--- THE REQUEST ---
Change each occurrence of "stainless steel" in the material below to "brushed metal", and leave every other word as it is.

===============

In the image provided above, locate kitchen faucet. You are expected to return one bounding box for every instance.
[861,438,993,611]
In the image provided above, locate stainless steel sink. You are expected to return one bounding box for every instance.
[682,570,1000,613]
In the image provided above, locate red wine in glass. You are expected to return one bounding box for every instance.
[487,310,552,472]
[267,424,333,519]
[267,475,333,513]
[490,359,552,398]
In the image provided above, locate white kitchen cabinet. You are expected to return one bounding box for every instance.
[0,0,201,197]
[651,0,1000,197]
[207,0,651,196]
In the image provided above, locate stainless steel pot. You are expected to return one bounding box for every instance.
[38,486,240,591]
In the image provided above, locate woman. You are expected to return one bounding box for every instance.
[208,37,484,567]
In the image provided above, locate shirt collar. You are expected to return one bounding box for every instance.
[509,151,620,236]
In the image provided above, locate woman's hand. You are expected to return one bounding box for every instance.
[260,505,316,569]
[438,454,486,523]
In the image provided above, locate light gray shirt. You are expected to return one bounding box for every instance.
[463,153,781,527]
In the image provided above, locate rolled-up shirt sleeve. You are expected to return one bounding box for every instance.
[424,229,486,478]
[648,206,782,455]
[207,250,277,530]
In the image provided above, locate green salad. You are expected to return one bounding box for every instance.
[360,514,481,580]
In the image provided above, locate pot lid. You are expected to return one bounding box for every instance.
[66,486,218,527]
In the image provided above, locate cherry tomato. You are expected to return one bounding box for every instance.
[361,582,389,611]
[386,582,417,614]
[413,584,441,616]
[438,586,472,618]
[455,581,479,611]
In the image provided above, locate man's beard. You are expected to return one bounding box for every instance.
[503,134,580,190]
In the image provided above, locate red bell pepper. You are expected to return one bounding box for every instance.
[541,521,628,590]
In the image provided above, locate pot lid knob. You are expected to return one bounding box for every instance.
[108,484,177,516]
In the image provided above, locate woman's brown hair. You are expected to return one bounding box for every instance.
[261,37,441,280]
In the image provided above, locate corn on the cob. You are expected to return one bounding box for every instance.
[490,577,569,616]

===============

--- REPLY ---
In the image provided above, locate kitchen faucet. You are expected to return one bounding box for every instance.
[861,438,993,611]
In the image provided above, locate brushed metal sink. You are expected to return one bounding box for every instance.
[682,570,1000,613]
In the image provided above, locate red wine in glass. You are expected to return one bounding box for every instance.
[487,310,552,472]
[267,424,333,519]
[267,475,333,513]
[490,359,552,398]
In the image provided above, locate white kitchen cabinet. You are expected to return one bounding box for every instance.
[0,0,201,197]
[651,0,1000,197]
[207,0,651,196]
In the image provided above, locate brushed metal pot. You are expected to return one bounding box for every instance.
[38,486,240,591]
In the image provided above, locate woman. You are expected to return one bounding box for every instance.
[208,37,484,567]
In the image provided above, locate shirt collar. You are expected to return one bounding box for every instance.
[509,151,620,236]
In the image provided above, locate woman's hand. You are expected to return one bounding box for every instance.
[260,505,316,569]
[438,454,486,523]
In the image provided above, locate light gray shirt. You are expected to return one bounding box for every instance.
[463,153,781,527]
In the image provided above, locate rolled-up shirt sleeve. You are expected to return one bounding box for every instance.
[424,229,486,478]
[648,206,782,455]
[207,250,277,530]
In the image provided above, locate green salad. You are expected to return one bounding box for every instance.
[360,514,481,580]
In the image provided above, locate pot lid. You are expected to return one bounding box for every instance.
[66,486,218,527]
In the image provided above, locate cherry tomato. You are expected to return one bounding box for every instance.
[361,582,389,611]
[386,582,417,614]
[413,584,441,616]
[438,586,472,618]
[455,581,479,611]
In the image provided above, locate man's beard. You are expected to return one bounding box for every instance.
[503,134,580,190]
In the image provided above, locate red bell pepper. You are expected to return one bounding box for every instance.
[541,521,628,590]
In the image provided above, locate pot lid knob. You are expected to return one bounding box for every instance.
[108,484,177,516]
In the image provided above, locate woman's brown hair. You are expected to return one bounding box for every instance.
[261,37,441,280]
In the image provided above, locate corn on the cob. You are expected to return one bounding box for every instance.
[490,577,569,616]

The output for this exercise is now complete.